[Records from a dataset]
******

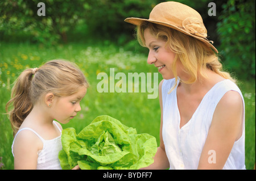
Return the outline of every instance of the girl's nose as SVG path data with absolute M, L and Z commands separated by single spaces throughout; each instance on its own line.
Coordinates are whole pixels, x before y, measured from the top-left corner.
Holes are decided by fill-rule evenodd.
M 148 55 L 147 56 L 147 62 L 148 64 L 154 64 L 156 61 L 156 58 L 155 57 L 153 52 L 151 51 L 149 51 Z

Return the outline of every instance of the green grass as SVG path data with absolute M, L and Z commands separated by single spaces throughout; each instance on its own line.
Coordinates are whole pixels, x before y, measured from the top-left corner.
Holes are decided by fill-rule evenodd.
M 63 128 L 74 127 L 77 132 L 97 116 L 108 115 L 139 133 L 147 133 L 156 138 L 159 144 L 160 111 L 158 98 L 147 99 L 149 93 L 99 93 L 96 89 L 100 72 L 109 75 L 109 68 L 115 73 L 158 72 L 146 63 L 146 56 L 135 53 L 114 45 L 70 44 L 46 48 L 30 44 L 0 44 L 0 169 L 13 169 L 11 146 L 13 140 L 5 104 L 10 96 L 11 83 L 26 68 L 36 68 L 52 59 L 63 58 L 76 62 L 85 73 L 90 87 L 81 103 L 82 111 Z M 136 52 L 135 52 L 136 53 Z M 160 82 L 162 76 L 158 76 Z M 117 83 L 118 80 L 115 80 Z M 246 104 L 246 165 L 253 169 L 255 163 L 255 81 L 241 85 Z M 1 167 L 1 163 L 3 166 Z

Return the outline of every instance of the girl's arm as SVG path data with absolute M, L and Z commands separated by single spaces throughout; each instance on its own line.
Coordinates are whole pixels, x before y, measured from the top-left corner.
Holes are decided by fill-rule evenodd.
M 242 136 L 243 106 L 238 92 L 230 91 L 213 114 L 198 169 L 222 169 L 234 142 Z
M 43 149 L 43 142 L 33 132 L 22 131 L 14 141 L 14 169 L 36 169 L 38 150 Z
M 163 129 L 163 101 L 162 99 L 162 85 L 163 80 L 159 83 L 159 103 L 161 109 L 161 123 L 160 125 L 160 146 L 158 148 L 156 153 L 154 157 L 154 163 L 149 166 L 143 168 L 143 169 L 167 169 L 169 167 L 169 161 L 166 156 L 166 150 L 164 148 L 164 144 L 163 141 L 162 129 Z

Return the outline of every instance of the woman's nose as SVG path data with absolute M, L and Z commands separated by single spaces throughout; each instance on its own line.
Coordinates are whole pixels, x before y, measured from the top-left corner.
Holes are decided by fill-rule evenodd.
M 156 58 L 155 57 L 153 52 L 151 51 L 149 51 L 148 55 L 147 56 L 147 62 L 148 64 L 154 64 L 156 61 Z

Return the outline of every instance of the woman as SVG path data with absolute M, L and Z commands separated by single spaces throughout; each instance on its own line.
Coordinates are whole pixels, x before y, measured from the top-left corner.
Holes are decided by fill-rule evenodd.
M 160 146 L 147 169 L 245 169 L 244 101 L 201 15 L 175 2 L 156 5 L 138 26 L 147 63 L 158 69 Z

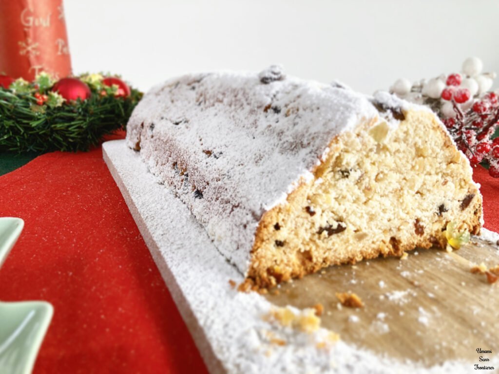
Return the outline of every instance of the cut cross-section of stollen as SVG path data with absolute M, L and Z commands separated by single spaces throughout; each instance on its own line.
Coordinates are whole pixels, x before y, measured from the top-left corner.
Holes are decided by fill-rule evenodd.
M 268 287 L 332 264 L 478 233 L 472 169 L 429 110 L 388 94 L 259 74 L 185 76 L 152 89 L 127 144 L 221 253 Z

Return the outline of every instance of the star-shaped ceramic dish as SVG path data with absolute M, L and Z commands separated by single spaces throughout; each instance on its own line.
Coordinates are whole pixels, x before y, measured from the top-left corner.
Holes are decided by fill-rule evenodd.
M 23 226 L 20 218 L 0 217 L 0 267 Z M 0 373 L 31 372 L 52 314 L 44 301 L 0 301 Z

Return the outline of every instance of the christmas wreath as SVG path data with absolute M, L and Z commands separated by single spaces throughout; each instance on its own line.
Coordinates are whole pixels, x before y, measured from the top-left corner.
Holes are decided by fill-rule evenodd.
M 0 151 L 87 151 L 125 129 L 142 94 L 119 78 L 0 76 Z
M 495 72 L 482 72 L 477 57 L 467 59 L 454 73 L 414 84 L 398 79 L 390 92 L 429 107 L 442 120 L 458 148 L 470 160 L 499 178 L 499 92 L 489 91 Z

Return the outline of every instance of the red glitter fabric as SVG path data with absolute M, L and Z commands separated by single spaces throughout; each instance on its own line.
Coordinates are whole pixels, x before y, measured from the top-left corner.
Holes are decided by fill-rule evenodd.
M 482 168 L 474 177 L 497 231 L 499 180 Z M 55 309 L 35 374 L 207 372 L 100 148 L 47 154 L 0 177 L 0 216 L 25 221 L 0 300 Z
M 100 148 L 0 177 L 5 216 L 25 224 L 0 300 L 54 308 L 35 374 L 207 373 Z

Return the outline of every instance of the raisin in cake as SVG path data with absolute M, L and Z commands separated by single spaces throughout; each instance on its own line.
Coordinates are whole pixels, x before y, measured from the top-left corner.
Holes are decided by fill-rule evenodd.
M 127 130 L 247 286 L 442 246 L 451 221 L 480 230 L 467 160 L 432 113 L 388 94 L 276 67 L 190 75 L 152 89 Z

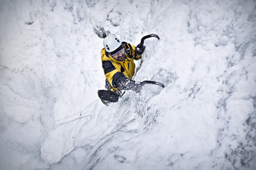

******

● **SET TASK**
In all of the rows above, change "whole pixels" to "integer pixels" wherever it occurs and leave everything else unchanged. Omit the pictures from your answer.

● **FULL SOLUTION**
Return the outline of every instance of the girl's nose as SVG path data with absolute M, L and Z commands separated by single spaces throughout; each instance on its own line.
Coordinates are integer pixels, x before y, measured from the top-left corner.
Holes are decided by fill-rule evenodd.
M 148 55 L 147 56 L 147 62 L 148 64 L 154 64 L 156 61 L 156 58 L 155 57 L 153 52 L 151 51 L 149 51 Z

Return the outline of every instance of the green grass as SVG path data with absolute M, L and Z commands separated by single spaces throughout; each instance on its own line.
Coordinates are integer pixels, x before y, measured from the top-left corner.
Holes are decided by fill-rule evenodd.
M 63 128 L 74 127 L 77 132 L 97 116 L 108 115 L 139 133 L 147 133 L 156 138 L 159 144 L 160 111 L 158 98 L 147 99 L 149 93 L 99 93 L 96 89 L 100 72 L 109 75 L 109 68 L 115 73 L 158 72 L 146 63 L 146 56 L 135 53 L 114 45 L 70 44 L 46 48 L 30 44 L 0 44 L 0 169 L 13 169 L 11 146 L 13 140 L 5 104 L 10 96 L 11 83 L 26 68 L 36 68 L 52 59 L 63 58 L 76 62 L 85 73 L 90 87 L 81 103 L 82 111 Z M 136 52 L 135 52 L 136 53 Z M 160 82 L 162 76 L 158 76 Z M 117 83 L 118 80 L 115 80 Z M 246 104 L 246 165 L 253 169 L 255 163 L 255 81 L 241 85 Z M 1 167 L 1 163 L 3 166 Z

Return the outline of every instance of the girl's arm as SVG path data with absolute M, L and Z commands separated by single spaces throughout; each instance on its own line.
Coordinates are integer pixels, x before y, measured from the top-left corner.
Holes are decided by fill-rule evenodd.
M 242 136 L 243 106 L 238 92 L 230 91 L 213 114 L 198 169 L 222 169 L 234 142 Z
M 43 149 L 43 142 L 33 132 L 22 131 L 14 141 L 14 169 L 36 169 L 38 150 Z
M 163 129 L 163 101 L 162 99 L 162 85 L 163 80 L 159 83 L 159 103 L 161 109 L 161 123 L 160 125 L 160 146 L 158 148 L 156 153 L 154 157 L 154 163 L 149 166 L 143 168 L 143 169 L 167 169 L 169 167 L 169 161 L 166 156 L 166 150 L 164 148 L 164 144 L 163 141 L 162 129 Z

Return the outline of every instance of the woman's nose as SVG path data with absolute M, L and Z commands separated by single spaces throughout; each instance on its own line.
Coordinates are integer pixels, x before y, measured from the top-left corner.
Holes are decided by fill-rule evenodd.
M 156 58 L 155 57 L 153 52 L 151 51 L 149 51 L 148 55 L 147 56 L 147 62 L 148 64 L 154 64 L 156 61 Z

Return the outline of every instance of the woman as SVG path data with absolute M, L and Z commands separated by single spaces throughout; each instance on its own line.
Coordinates are integer pixels, x before y, measured from the top-left corner.
Holes are decided by fill-rule evenodd.
M 160 146 L 147 169 L 245 169 L 244 101 L 201 15 L 175 2 L 156 5 L 138 26 L 147 63 L 158 69 Z

Return the outline of every instance of the cut cross-section of stollen as SVG path data with absolute M, L and Z commands separated by single spaces throughout; each instance on its own line.
Coordinates are integer pixels, x before y, measured from the top-left corner.
Holes are decided by fill-rule evenodd.
M 268 287 L 332 264 L 478 233 L 472 169 L 429 110 L 388 94 L 259 74 L 185 76 L 152 89 L 127 144 L 221 253 Z

Return the outline of every instance of the star-shaped ceramic dish as SVG path data with absolute M, L and Z commands separated by single spaces throughout; each instance on its own line.
Coordinates are integer pixels, x before y, measured from the top-left corner.
Holes are decided by fill-rule evenodd.
M 23 226 L 20 218 L 0 217 L 0 267 Z M 0 373 L 31 372 L 52 314 L 44 301 L 0 301 Z

Return the outline of every instance of the christmas wreath as SVG path data with absolute M, L and Z commands separated by single spaces throughout; each instance on its own line.
Coordinates are integer pixels, x before y, measured from the top-left corner.
Holes are decided by fill-rule evenodd.
M 0 151 L 87 151 L 125 129 L 142 94 L 119 78 L 0 76 Z
M 495 72 L 482 72 L 477 57 L 467 59 L 454 73 L 414 84 L 398 79 L 390 92 L 429 107 L 442 120 L 458 148 L 470 160 L 499 178 L 499 92 L 489 91 Z

Return the outline of every instance of the red glitter fabric as SVG path data with absolute M, L and Z commands separated by single spaces throughout; each instance on its own line.
Coordinates are integer pixels, x before y, measured from the top-left corner.
Holes are decided by fill-rule evenodd.
M 482 168 L 474 177 L 497 231 L 499 180 Z M 55 309 L 35 374 L 207 372 L 100 148 L 47 154 L 0 177 L 0 216 L 25 221 L 0 300 Z
M 100 148 L 0 177 L 5 216 L 25 224 L 0 300 L 54 308 L 35 374 L 207 373 Z

Return the outline of every instance of the raisin in cake as SVG path data with absolute M, L and Z commands separated by single spaces throughout; each instance on its own line.
Coordinates are integer pixels, x before y, measured from the top-left corner.
Holes are decided by fill-rule evenodd.
M 127 130 L 247 286 L 442 246 L 451 221 L 480 230 L 467 160 L 432 113 L 388 94 L 276 67 L 190 75 L 152 89 Z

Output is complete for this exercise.